Pull out every line in the listing below that contains the string "segment".

LISTED ENTRIES.

★ ★ ★ ★

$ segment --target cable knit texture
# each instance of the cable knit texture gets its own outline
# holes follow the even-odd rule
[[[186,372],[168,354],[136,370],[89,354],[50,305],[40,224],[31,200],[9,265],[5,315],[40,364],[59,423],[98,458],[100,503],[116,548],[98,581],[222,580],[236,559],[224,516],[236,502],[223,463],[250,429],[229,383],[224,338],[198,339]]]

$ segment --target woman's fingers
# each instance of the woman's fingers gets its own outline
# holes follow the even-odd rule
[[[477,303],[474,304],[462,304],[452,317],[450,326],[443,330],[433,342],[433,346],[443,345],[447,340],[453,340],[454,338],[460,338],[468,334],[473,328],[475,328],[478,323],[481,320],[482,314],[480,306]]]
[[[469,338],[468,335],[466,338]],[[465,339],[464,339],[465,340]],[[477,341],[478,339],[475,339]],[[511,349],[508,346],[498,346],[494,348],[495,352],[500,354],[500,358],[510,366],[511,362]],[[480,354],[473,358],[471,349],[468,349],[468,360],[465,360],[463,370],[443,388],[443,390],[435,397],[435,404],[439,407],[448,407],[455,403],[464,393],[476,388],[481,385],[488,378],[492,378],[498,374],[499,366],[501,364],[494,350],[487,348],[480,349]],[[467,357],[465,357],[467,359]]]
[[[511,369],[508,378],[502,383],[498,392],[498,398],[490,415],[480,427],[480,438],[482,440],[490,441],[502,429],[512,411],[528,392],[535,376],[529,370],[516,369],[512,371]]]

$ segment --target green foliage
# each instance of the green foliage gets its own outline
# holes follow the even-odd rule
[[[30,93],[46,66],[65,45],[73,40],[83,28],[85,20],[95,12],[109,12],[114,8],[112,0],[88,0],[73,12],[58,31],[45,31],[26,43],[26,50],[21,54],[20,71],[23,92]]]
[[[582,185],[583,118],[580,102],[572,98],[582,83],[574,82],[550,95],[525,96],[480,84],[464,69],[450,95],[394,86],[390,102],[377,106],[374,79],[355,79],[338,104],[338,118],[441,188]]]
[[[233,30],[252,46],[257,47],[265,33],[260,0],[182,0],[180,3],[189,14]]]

★ ★ ★ ★

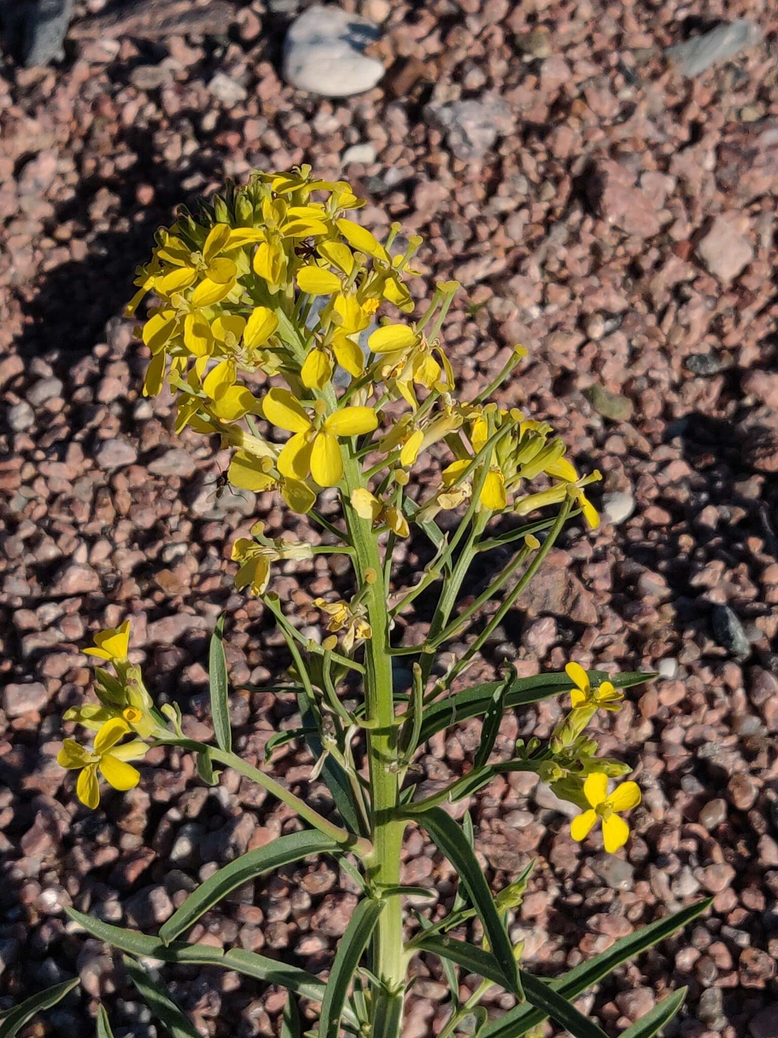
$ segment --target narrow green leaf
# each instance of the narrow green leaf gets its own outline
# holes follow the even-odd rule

★ ★ ★ ★

EXERCISE ANSWER.
$ segment --target cable knit texture
$ segment --target woman's fingers
$ segment --target green foliage
$ segment --target narrow green leaf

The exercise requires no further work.